§ GOAL:
Report every line in the listing below that contains the string "palm", copying each one whole. Case counts.
**** STORED DATA
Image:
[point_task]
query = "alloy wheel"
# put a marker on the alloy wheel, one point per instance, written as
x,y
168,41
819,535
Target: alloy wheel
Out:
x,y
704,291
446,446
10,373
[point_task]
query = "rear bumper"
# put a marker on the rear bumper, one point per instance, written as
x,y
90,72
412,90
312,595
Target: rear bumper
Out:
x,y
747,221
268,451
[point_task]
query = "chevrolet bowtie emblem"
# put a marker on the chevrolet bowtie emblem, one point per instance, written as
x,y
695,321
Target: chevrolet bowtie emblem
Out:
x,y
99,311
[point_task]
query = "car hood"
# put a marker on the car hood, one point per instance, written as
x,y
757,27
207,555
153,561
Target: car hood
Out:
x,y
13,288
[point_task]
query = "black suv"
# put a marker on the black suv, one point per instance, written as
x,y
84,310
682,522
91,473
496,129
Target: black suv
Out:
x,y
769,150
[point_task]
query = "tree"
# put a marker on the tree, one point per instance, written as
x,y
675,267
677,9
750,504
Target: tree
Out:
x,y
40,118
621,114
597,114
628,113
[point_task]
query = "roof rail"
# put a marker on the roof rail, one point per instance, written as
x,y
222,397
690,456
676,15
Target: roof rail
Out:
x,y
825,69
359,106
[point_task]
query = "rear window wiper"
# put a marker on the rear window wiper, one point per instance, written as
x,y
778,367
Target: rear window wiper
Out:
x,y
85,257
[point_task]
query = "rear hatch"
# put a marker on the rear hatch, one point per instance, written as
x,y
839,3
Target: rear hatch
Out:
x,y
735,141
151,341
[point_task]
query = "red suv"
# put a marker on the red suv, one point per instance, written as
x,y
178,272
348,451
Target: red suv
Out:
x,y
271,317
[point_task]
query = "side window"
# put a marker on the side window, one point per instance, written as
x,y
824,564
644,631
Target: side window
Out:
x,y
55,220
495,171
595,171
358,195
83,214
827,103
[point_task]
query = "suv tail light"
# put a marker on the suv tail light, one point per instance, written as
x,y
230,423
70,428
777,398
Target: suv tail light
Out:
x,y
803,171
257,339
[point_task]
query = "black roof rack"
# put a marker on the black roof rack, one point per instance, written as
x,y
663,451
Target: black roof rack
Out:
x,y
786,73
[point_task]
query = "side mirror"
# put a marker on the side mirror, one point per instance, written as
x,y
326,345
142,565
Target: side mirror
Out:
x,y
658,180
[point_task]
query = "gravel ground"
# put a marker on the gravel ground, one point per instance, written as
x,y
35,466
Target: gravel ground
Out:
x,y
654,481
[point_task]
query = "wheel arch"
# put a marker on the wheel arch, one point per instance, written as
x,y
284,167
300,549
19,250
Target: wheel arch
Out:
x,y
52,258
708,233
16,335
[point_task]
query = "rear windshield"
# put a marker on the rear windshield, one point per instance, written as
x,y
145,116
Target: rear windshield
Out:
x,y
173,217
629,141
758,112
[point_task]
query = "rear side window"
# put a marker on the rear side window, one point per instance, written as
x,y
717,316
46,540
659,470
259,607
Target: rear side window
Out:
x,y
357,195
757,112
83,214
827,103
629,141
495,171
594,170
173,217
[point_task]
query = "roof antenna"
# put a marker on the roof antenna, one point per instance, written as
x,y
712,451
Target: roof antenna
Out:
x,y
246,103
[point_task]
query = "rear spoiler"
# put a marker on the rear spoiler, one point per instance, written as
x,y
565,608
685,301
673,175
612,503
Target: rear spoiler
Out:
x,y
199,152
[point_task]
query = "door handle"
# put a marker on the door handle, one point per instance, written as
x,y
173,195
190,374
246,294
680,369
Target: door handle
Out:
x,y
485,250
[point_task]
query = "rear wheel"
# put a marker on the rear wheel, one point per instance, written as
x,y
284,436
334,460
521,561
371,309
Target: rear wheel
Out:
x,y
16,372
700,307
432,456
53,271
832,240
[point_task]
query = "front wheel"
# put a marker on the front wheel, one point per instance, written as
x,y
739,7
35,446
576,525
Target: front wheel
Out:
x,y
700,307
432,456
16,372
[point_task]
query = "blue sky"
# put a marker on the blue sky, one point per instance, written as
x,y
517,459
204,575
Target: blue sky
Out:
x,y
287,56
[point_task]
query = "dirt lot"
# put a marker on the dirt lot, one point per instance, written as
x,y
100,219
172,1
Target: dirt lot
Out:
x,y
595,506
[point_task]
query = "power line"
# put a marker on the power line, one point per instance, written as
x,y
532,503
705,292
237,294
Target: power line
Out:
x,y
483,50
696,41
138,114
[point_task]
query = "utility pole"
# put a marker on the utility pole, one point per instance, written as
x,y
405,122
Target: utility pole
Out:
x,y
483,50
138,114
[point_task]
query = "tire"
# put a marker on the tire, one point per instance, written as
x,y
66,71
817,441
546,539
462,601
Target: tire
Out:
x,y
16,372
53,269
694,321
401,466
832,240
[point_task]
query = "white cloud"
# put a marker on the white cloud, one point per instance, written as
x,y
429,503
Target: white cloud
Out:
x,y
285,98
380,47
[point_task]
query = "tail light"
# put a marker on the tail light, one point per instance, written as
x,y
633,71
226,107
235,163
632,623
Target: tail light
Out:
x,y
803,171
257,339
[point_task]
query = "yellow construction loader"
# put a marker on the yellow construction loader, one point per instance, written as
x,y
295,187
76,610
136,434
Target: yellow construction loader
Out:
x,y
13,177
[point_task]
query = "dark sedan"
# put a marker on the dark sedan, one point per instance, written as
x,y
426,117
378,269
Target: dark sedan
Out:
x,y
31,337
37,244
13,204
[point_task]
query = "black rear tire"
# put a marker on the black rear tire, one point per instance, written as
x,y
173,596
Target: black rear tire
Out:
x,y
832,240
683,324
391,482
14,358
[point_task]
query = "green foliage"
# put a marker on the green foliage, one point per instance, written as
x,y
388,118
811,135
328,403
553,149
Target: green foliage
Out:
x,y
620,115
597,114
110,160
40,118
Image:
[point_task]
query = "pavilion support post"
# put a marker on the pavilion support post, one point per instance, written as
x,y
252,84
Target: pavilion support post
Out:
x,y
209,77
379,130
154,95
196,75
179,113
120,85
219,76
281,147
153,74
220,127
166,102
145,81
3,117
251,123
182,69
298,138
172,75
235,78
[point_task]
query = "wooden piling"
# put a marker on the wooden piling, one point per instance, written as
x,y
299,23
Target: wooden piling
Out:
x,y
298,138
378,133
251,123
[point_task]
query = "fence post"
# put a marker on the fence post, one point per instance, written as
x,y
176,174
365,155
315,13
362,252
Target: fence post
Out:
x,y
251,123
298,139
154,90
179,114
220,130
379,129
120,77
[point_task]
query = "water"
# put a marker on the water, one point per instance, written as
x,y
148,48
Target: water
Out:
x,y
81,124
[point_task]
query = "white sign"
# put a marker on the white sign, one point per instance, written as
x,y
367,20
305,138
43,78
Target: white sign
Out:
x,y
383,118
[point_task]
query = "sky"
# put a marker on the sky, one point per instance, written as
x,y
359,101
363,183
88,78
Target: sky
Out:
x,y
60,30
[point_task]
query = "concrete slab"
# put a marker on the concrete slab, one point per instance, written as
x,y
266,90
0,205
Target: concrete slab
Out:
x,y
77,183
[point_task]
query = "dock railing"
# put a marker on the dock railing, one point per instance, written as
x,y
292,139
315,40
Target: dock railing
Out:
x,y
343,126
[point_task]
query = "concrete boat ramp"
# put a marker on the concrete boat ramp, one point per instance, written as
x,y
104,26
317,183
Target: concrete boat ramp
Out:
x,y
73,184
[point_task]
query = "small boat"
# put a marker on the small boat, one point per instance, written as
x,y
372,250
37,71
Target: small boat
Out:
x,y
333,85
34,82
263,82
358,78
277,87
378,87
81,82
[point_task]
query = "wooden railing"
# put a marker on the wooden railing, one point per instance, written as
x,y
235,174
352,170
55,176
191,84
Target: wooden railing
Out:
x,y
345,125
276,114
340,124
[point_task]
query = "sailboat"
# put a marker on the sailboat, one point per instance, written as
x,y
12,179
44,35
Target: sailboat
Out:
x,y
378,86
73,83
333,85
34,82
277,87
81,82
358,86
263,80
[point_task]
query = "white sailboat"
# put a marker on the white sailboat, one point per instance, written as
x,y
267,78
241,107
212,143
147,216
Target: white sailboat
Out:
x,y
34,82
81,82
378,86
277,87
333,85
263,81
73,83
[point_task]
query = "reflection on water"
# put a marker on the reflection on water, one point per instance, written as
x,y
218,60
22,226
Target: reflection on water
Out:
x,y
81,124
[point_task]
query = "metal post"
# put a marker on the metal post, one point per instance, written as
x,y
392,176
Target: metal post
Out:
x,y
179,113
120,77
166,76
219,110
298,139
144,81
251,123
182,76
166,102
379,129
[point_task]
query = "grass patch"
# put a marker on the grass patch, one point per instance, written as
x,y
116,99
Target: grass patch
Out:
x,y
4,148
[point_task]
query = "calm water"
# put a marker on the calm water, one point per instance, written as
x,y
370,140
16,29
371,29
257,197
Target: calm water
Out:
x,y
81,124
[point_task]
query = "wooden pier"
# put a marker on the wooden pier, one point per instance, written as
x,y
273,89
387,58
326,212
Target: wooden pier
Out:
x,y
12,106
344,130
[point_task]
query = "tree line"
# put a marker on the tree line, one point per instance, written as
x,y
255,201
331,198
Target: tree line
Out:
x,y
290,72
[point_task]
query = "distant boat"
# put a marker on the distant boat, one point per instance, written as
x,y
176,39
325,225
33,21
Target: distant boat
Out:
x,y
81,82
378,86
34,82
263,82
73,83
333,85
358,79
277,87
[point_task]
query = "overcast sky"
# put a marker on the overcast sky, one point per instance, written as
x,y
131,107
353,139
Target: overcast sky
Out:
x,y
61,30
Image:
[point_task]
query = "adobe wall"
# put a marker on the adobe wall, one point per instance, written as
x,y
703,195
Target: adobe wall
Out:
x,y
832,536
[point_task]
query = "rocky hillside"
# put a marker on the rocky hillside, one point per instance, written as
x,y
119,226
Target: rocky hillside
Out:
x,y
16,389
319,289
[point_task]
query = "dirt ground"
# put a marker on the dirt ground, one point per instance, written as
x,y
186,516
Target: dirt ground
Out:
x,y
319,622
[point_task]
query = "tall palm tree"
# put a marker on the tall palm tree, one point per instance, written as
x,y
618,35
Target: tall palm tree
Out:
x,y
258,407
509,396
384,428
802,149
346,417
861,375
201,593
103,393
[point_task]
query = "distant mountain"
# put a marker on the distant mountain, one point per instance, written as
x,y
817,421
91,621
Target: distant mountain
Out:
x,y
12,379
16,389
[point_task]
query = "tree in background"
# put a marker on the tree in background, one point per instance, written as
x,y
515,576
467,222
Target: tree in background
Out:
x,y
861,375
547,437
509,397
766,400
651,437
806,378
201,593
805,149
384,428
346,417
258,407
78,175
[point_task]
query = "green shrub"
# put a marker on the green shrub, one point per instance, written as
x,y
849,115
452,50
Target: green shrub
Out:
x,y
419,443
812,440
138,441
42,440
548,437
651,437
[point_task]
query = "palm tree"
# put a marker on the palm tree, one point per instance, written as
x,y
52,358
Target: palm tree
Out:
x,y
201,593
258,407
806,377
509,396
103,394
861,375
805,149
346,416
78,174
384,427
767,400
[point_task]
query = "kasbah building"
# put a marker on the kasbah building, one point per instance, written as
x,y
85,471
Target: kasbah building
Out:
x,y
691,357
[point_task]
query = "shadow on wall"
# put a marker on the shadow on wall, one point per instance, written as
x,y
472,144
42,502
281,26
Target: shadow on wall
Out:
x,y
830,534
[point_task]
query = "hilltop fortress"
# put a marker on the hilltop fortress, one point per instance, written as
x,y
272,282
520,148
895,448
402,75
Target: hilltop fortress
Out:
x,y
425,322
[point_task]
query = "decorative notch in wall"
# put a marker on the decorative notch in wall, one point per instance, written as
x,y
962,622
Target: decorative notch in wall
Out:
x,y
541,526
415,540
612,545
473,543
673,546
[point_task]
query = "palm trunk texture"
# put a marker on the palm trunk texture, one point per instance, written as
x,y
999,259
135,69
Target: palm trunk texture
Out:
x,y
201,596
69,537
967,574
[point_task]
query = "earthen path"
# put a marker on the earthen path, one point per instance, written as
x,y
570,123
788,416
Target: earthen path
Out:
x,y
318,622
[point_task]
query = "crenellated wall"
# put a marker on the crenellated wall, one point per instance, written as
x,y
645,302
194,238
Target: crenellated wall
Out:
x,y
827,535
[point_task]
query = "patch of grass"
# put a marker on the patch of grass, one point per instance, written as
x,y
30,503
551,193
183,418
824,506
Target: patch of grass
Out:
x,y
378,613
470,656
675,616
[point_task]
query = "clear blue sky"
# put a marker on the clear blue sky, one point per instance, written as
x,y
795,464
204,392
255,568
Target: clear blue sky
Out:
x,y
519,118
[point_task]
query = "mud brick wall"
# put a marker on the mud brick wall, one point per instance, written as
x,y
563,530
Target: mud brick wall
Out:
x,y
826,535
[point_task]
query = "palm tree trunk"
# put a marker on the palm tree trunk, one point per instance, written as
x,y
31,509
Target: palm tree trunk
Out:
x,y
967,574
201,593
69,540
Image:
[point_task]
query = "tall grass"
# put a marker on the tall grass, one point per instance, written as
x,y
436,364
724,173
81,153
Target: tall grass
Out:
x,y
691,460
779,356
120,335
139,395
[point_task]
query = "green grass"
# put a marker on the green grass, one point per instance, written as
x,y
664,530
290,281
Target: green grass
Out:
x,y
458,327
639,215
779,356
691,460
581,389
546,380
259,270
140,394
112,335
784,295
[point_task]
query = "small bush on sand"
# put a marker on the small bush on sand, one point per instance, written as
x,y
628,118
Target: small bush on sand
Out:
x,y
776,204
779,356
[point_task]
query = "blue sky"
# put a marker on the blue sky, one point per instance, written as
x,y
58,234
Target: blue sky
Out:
********
§ SOLUTION:
query = "tall palm tree"
# put a marker on the tall palm tree, one point per instance, written as
Target: tall palm tree
query = "palm tree"
# put a marker on the palm tree, one point per instance, written as
Target: palm tree
query = "palm trunk texture"
# put a marker on the palm trunk texture, one point per instance, written as
Target: palm trunk texture
query = "palm tree trunk"
# put a marker on the palm tree trunk, one point per instance, written as
Target: palm tree trunk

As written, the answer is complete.